Goal of the exercise – Every record should be repeated exactly, except that pictures are left out.

[begin Source records]

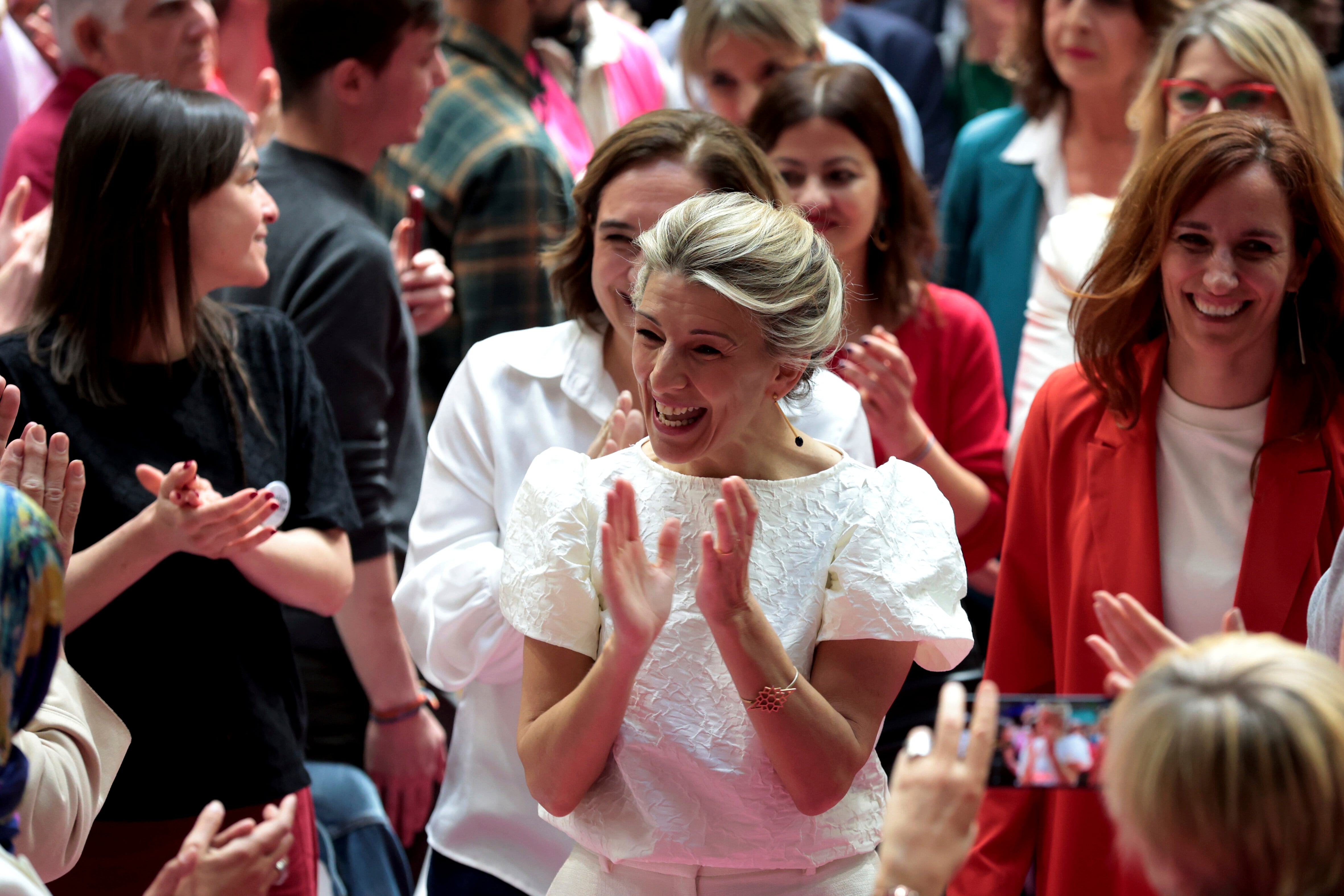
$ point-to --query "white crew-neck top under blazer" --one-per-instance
(1205, 459)
(850, 553)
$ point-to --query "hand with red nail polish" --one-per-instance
(191, 516)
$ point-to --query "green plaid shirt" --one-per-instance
(497, 193)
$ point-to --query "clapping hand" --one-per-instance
(623, 429)
(934, 798)
(639, 594)
(189, 518)
(42, 472)
(886, 383)
(427, 281)
(247, 860)
(46, 475)
(726, 553)
(1135, 637)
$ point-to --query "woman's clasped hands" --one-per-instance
(723, 589)
(639, 593)
(190, 516)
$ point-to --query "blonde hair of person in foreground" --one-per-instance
(1225, 770)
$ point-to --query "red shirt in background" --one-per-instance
(36, 143)
(33, 150)
(960, 396)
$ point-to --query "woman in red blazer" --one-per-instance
(1222, 287)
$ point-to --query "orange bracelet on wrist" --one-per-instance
(405, 711)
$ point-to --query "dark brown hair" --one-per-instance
(721, 154)
(853, 97)
(135, 156)
(1037, 85)
(1121, 301)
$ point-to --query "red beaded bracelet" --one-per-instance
(406, 711)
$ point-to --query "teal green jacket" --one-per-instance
(990, 212)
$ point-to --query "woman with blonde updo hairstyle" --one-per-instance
(514, 397)
(710, 713)
(1225, 772)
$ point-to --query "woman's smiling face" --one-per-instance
(708, 378)
(631, 203)
(1228, 265)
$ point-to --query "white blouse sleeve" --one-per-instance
(898, 573)
(448, 597)
(546, 589)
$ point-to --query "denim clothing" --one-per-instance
(358, 844)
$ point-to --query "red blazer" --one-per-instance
(1082, 516)
(960, 396)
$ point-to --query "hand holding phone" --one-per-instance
(1049, 741)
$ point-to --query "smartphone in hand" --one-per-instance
(1050, 741)
(416, 212)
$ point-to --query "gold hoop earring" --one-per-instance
(797, 437)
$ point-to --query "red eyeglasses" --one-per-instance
(1193, 97)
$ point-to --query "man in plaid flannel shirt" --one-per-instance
(497, 189)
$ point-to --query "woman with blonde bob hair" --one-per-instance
(729, 50)
(1237, 49)
(704, 721)
(1225, 772)
(1240, 56)
(1190, 460)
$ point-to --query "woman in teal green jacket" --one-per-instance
(1077, 66)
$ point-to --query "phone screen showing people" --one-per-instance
(1049, 741)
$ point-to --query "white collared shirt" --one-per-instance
(1041, 144)
(514, 397)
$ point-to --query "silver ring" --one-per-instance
(919, 743)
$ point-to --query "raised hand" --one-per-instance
(639, 593)
(886, 383)
(221, 530)
(726, 554)
(932, 811)
(623, 429)
(1135, 637)
(46, 475)
(427, 281)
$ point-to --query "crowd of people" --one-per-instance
(558, 446)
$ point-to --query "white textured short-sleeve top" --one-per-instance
(850, 553)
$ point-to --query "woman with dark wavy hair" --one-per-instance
(174, 590)
(1193, 459)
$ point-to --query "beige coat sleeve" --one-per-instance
(75, 747)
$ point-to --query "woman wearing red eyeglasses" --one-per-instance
(1238, 56)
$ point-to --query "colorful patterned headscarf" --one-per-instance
(33, 604)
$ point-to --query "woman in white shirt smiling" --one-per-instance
(712, 715)
(514, 397)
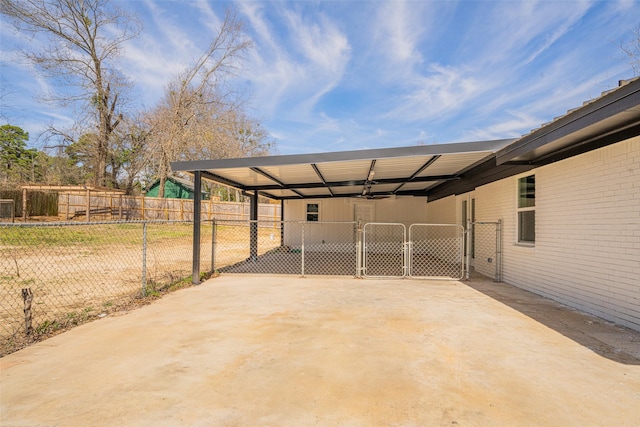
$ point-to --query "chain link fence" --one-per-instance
(290, 247)
(53, 275)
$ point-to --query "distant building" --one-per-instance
(174, 188)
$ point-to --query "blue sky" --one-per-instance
(345, 75)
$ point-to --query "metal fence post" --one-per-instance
(302, 249)
(499, 251)
(214, 236)
(359, 249)
(468, 249)
(144, 259)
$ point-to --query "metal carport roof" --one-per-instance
(360, 173)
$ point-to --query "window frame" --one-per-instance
(526, 194)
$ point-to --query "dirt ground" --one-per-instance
(256, 350)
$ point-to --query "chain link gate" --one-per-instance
(432, 251)
(436, 251)
(384, 250)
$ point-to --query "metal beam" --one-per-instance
(282, 185)
(380, 153)
(253, 227)
(353, 183)
(197, 199)
(315, 168)
(418, 172)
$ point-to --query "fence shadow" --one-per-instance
(606, 339)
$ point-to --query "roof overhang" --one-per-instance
(404, 171)
(595, 124)
(608, 119)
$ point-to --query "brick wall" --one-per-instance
(587, 250)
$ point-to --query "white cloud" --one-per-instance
(299, 70)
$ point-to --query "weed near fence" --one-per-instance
(77, 271)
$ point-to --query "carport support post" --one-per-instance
(467, 257)
(253, 218)
(281, 222)
(197, 202)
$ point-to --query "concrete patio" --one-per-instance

[end Source records]

Solution to the exercise –
$ point-to --query "white crew-neck top under blazer" --one-per-instance
(1205, 459)
(850, 553)
$ point-to --query "hand with red nail polish" --one-per-instance
(191, 516)
$ point-to --query "green plaid shirt" --one-per-instance
(497, 193)
$ point-to --query "clapping hand" --one-per-instance
(623, 429)
(934, 798)
(639, 594)
(189, 518)
(42, 472)
(886, 383)
(427, 281)
(247, 860)
(46, 475)
(726, 553)
(1135, 637)
$ point-to --query "woman's clasped hands" --one-per-instance
(723, 589)
(639, 593)
(190, 516)
$ point-to --query "blonde hair of person in foreground" --one-per-instance
(1225, 770)
$ point-to --query "red shirt in background" --one-per-instance
(36, 143)
(33, 150)
(960, 396)
$ point-to --query "woman in red blazer" --one-per-instance
(1222, 287)
$ point-to --query "orange bracelet on wrist" --one-per-instance
(405, 711)
$ point-to --query "dark brown hair" --one-per-instance
(721, 154)
(853, 97)
(135, 156)
(1037, 85)
(1121, 301)
$ point-to --query "red beaded bracelet" --one-per-instance
(406, 711)
$ point-to --query "teal green jacket" --one-per-instance
(990, 212)
$ point-to --query "woman with blonde updo hairstyle" --one-per-instance
(514, 397)
(710, 713)
(1225, 772)
$ point-to --query "woman's smiling face" --one-per-instance
(708, 378)
(631, 203)
(1228, 265)
$ point-to --query "white blouse sleeve" --one-per-instance
(898, 573)
(448, 597)
(546, 589)
$ point-to --query "denim clothing" --one-per-instance
(358, 844)
$ point-to --query "red blazer" --one-per-instance
(1082, 516)
(960, 396)
$ point-to --query "hand holding phone" --one-per-instance
(1049, 741)
$ point-to --query "smartphone in hand" --one-per-instance
(1050, 741)
(416, 212)
$ point-to --query "gold hoop earring" --one-per-instance
(797, 437)
$ point-to --query "red eyeglasses" --one-per-instance
(1193, 97)
$ point-to --query "man in plaid flannel shirt" --one-per-instance
(497, 189)
$ point-to --query "woman with blonde bob hair" --one-per-instance
(729, 50)
(1237, 49)
(704, 721)
(1225, 772)
(1240, 56)
(1190, 460)
$ point-to --query "woman in teal green jacket" --one-per-instance
(1077, 66)
$ point-to --query "phone screen showing people" --one-per-instance
(1049, 741)
$ point-to --query "white collared shirt" --one-per-instance
(1041, 144)
(514, 397)
$ point-to --query "silver ring" --one-per-instance
(919, 743)
$ point-to --query "raised hand" --one-per-instance
(639, 593)
(886, 383)
(221, 530)
(726, 554)
(932, 811)
(623, 429)
(1135, 637)
(46, 475)
(427, 281)
$ point-to --query "crowd of people" --one-per-instance
(558, 446)
$ point-to --query "white textured short-sleeve top" --one-per-instance
(850, 553)
$ point-to --query "woman with dark wavy hair" --one-per-instance
(174, 590)
(1193, 459)
$ point-to --query "beige coat sleeve" --one-per-instance
(75, 747)
$ point-to --query "woman wearing red eyeglasses" --one-per-instance
(1238, 56)
$ point-to --query "colorful patterned headscarf" --one-per-instance
(33, 604)
$ point-to --query "woman in white shirt smiling" --one-per-instance
(712, 715)
(514, 397)
$ point-to --query "chain link fence" --one-per-instance
(290, 247)
(53, 275)
$ point-to --query "distant building" --one-per-instance
(174, 188)
$ point-to --query "blue sky" --one-per-instance
(345, 75)
$ point-to --query "metal fence post" --one-per-instance
(302, 249)
(499, 251)
(214, 236)
(359, 249)
(468, 249)
(144, 259)
$ point-to --query "metal carport roof" --one-per-instance
(360, 173)
$ point-to --query "window frame" --one-per-instance
(526, 194)
$ point-to --query "dirt ground" --one-per-instance
(256, 350)
$ point-to --query "chain link gate" --one-per-instance
(432, 251)
(436, 251)
(384, 250)
$ point-to --query "metal beam" --one-per-instance
(282, 185)
(380, 153)
(253, 227)
(353, 183)
(197, 199)
(315, 168)
(418, 172)
$ point-to --query "fence shadow" --one-per-instance
(606, 339)
$ point-to --query "roof overhang" --one-per-instance
(404, 171)
(595, 124)
(608, 119)
$ point-to --query "brick wall" --one-per-instance
(587, 250)
$ point-to --query "white cloud" --one-per-instance
(299, 70)
$ point-to --query "weed near fence" --one-per-instance
(77, 271)
$ point-to --query "carport support post" --one-per-instance
(467, 257)
(253, 218)
(281, 222)
(197, 202)
$ point-to --query "concrete patio" --one-per-instance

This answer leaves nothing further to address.